### What this task involves
Please count the lines in the listing below that contain the string "blonde", with case counting, and reply with the number alone.

### Provided records

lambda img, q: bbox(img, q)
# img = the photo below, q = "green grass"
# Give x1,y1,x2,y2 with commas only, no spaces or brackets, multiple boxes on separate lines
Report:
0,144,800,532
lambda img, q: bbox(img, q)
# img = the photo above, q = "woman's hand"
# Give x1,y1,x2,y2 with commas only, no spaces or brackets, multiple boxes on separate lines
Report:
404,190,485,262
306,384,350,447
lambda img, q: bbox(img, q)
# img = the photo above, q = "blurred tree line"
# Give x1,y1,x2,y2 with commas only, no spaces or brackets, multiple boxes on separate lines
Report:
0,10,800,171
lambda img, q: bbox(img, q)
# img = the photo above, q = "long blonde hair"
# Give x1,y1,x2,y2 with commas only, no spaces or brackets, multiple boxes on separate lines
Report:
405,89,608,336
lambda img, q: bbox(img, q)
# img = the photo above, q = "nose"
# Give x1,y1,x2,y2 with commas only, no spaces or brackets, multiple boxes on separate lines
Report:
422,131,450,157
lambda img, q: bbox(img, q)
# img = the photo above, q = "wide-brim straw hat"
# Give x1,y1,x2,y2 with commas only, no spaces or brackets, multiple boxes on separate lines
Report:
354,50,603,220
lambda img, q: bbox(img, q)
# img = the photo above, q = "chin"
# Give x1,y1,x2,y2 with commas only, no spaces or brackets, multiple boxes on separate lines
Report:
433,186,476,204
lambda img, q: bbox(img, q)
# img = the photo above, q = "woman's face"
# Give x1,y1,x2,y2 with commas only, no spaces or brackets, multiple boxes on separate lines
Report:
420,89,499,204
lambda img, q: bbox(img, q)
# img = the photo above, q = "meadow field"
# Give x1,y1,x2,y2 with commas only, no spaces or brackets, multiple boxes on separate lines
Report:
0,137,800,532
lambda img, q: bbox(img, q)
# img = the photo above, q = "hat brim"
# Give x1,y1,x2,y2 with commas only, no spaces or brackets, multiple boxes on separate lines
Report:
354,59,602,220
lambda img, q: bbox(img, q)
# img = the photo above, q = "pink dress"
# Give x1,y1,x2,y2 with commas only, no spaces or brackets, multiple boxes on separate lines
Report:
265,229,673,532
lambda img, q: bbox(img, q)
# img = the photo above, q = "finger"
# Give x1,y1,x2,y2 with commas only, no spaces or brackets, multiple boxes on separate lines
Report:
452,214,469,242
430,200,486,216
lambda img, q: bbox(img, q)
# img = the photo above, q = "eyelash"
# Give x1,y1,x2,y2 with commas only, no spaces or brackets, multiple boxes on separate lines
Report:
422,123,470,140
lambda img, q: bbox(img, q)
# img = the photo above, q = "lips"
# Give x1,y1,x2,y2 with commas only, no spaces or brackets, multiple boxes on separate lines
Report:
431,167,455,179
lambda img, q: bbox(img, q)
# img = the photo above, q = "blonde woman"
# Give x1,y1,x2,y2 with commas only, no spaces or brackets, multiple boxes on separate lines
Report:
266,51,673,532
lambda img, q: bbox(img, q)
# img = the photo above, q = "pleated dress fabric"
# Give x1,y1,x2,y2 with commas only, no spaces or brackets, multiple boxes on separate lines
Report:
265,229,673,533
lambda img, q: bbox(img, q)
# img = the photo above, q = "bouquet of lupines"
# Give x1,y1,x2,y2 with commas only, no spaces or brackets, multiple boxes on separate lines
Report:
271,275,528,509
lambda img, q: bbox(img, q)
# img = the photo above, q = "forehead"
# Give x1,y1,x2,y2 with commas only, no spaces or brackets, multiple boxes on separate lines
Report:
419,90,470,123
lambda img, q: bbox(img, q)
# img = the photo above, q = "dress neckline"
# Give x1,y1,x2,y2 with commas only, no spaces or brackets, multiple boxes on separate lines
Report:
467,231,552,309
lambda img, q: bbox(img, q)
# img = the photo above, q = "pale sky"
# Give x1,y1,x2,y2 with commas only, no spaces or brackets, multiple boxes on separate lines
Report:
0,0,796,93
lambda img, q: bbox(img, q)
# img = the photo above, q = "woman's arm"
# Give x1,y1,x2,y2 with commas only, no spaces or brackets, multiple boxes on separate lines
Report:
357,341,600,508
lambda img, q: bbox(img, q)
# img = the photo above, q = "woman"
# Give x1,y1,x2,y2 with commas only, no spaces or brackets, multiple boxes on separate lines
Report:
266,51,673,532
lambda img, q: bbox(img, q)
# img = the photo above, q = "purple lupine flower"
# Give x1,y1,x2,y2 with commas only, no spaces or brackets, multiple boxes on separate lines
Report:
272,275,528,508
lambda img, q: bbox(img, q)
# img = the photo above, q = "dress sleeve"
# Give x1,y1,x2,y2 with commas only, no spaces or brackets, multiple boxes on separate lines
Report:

### Reply
2